What this task involves — The records below are to be transcribed in full, exactly as given.

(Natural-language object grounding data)
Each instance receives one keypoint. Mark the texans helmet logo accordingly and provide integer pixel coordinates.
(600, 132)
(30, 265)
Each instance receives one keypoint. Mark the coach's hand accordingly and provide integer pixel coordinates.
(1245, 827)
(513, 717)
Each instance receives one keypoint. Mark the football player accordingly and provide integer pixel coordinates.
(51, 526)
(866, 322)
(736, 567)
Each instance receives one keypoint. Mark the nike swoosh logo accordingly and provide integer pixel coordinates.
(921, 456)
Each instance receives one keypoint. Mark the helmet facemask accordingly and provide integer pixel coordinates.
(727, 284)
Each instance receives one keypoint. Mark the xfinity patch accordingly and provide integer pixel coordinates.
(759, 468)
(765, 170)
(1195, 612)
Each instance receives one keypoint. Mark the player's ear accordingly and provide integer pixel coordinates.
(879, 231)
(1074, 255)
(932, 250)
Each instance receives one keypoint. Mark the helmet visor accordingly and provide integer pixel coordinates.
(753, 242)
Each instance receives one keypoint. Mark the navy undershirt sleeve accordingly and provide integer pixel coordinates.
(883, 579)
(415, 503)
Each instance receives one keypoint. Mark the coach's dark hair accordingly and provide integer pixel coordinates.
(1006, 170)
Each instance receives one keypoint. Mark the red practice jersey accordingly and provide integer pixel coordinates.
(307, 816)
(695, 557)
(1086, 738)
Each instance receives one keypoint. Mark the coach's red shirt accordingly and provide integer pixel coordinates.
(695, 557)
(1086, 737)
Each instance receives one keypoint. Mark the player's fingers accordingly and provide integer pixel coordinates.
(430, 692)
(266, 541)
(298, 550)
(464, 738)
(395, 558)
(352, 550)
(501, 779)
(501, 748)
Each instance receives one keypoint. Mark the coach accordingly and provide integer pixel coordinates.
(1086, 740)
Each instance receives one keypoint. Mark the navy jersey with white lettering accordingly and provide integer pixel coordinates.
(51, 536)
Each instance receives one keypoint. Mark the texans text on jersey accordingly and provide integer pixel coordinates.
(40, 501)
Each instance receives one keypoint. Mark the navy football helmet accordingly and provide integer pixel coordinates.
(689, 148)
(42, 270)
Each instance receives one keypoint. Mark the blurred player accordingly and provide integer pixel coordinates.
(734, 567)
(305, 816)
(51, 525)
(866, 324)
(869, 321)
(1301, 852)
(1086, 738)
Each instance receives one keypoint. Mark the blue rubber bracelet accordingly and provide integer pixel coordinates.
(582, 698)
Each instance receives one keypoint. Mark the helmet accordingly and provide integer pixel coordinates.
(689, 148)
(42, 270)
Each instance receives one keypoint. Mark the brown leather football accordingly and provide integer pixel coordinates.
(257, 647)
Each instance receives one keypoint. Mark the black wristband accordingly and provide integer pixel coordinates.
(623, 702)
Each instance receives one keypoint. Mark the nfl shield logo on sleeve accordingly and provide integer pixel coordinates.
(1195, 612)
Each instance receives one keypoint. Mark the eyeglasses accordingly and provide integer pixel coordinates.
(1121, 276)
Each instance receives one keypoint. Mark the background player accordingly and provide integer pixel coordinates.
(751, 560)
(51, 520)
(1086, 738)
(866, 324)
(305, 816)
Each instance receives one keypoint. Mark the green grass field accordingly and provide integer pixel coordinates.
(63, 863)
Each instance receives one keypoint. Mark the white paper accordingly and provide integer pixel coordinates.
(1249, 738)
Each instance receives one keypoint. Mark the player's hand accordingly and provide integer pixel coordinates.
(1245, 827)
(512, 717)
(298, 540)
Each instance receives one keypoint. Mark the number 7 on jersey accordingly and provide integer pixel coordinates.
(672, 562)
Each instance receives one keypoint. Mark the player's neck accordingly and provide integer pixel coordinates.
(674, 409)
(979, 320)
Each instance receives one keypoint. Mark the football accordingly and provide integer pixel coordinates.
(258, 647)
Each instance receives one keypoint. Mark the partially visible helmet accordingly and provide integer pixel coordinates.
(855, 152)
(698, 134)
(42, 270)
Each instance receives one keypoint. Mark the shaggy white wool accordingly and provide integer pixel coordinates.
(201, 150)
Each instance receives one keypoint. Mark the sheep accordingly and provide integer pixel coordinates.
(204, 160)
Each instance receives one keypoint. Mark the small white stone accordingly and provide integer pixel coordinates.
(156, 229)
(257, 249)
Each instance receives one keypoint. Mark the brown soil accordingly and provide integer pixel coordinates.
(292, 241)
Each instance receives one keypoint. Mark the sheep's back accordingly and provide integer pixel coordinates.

Result of this task —
Each instance receives one keypoint. Mark the texans helmet logo accordingly and provide integer pixel coordinates.
(600, 132)
(30, 265)
Each instance receives one keypoint. Mark the coach's hand accordingly and provide integer pixel coordinates.
(1245, 827)
(513, 717)
Each instance receives one keypoint. Mark the football player accordingly and provide integer pixel coordinates.
(51, 526)
(866, 322)
(736, 567)
Each instance receives one keypoint. Mark the nike swoosh logo accordingly and provide integer pixel coordinates.
(921, 456)
Each instance receives one keypoint. Mark the helmet facemask accordingly and provide integer pixel coordinates.
(727, 284)
Each instance receives one keypoint. Mark the xfinity patch accordingly and provide integer pixel coordinates.
(759, 468)
(765, 170)
(1195, 612)
Each instance receives one keypoint. Mark the player's ear accordingly and provide integer pixel coordinates.
(879, 231)
(1074, 255)
(932, 250)
Each instance receives one keypoint. Mark the helmet visor accordingly and provide integer pixel coordinates.
(753, 242)
Each instance receives one keypoint. Mark the navy undershirt sleeve accordingly and provide integer pixel coordinates.
(883, 579)
(415, 503)
Each instance receives one keypoint. Mark the coach's dark hair accordingly and provide integer pixel coordinates.
(1006, 170)
Each instance receives one keypoint. Mark the red practice jersey accordingly and provide integer pixel coordinates.
(307, 816)
(695, 557)
(1086, 738)
Each instance receives one keypoint. Mark the coach's red shirt accordingly and provide integer pixel coordinates.
(695, 557)
(1086, 737)
Each instance receives one keypoint. Mark the player's fingers accordingly and provide integer pixel coordinates.
(430, 692)
(266, 541)
(298, 550)
(464, 738)
(395, 558)
(352, 550)
(501, 779)
(501, 748)
Each instance receives one keypoint. Mark the coach accordingly and provide integer pixel coordinates.
(1086, 740)
Each instance receives one keypoint. Mark the navy jersey with white lettering accordingly and provide integer pixel coordinates.
(51, 536)
Each instance receives one keypoint. Mark the texans text on jersey accordingly and provide integer pixel coordinates.
(40, 501)
Each instance receives one keypoint. Mark the navy football helmet accordingly and provide integer pixel coordinates.
(689, 148)
(42, 270)
Each instance receives one keypoint. Mark the blurred player accordingly and provide integer pixel coordinates.
(734, 567)
(305, 816)
(51, 525)
(866, 324)
(869, 321)
(1301, 852)
(1086, 738)
Each instance receives one keypoint. Mark the blue rubber bracelet accordingly and provide integer pixel coordinates.
(582, 698)
Each instance receives one keypoint. Mark the helmet accordingly and provide integer pixel coordinates.
(689, 148)
(42, 270)
Each instance receives one keypoint. Mark the brown leather football accordingly and provide integer pixel coordinates.
(257, 647)
Each instance receives one keypoint. Mark the black wristband accordingly and provide integer pixel coordinates.
(623, 702)
Each instance receives one keypoint. Mark the nfl shield logo on sleeve accordingly and provide integer pixel coordinates.
(1195, 612)
Each instance receives one keypoint. Mark the eyeglasses accordingly and provide integer pixel coordinates.
(1121, 276)
Each instance receives one keypoint. Mark the background player accordingly and provide integer pixel coordinates.
(751, 560)
(51, 520)
(1086, 738)
(866, 324)
(305, 816)
Each instance receives one keypoint. Mark the green grass field accordingly and provide integer pixel coordinates.
(63, 863)
Each instance receives one keypoint. Mark the white paper accordingly and provide integer pixel coordinates.
(1249, 738)
Each instance receives one keypoint. Mark the player's hand accordingly and provide integer pixel coordinates.
(1245, 827)
(512, 717)
(298, 540)
Each instance receives one keypoint. Mark the number 7 on jersey accordingly and provide integer pixel coordinates.
(672, 562)
Each instance receives one keypoint. Mark the player's neck accordingly and provide integer pixel coordinates.
(674, 409)
(979, 320)
Each instance receives one keypoint. Mark the football accordingly and provide integer pixel coordinates.
(258, 647)
Each instance receives one keypoint. Mark the partially visible helmet accordingly and provide integer pixel coordinates.
(855, 152)
(698, 134)
(42, 270)
Each instance receives one keypoint. Mark the shaggy white wool accordingly and provide integer pixel coordinates.
(201, 150)
Each instance receives one keypoint. Mark the sheep accordingly and provide integer pixel coordinates.
(204, 160)
Each instance receives one keypoint. Mark the small white stone accordingly and provide integer pixel coordinates.
(156, 229)
(257, 249)
Each instance receives one keypoint. Mark the brown soil accordingly and provide integer pixel coordinates.
(292, 241)
Each instance receives one keypoint. Mark the sheep's back accordingly and provide integer pixel coordinates.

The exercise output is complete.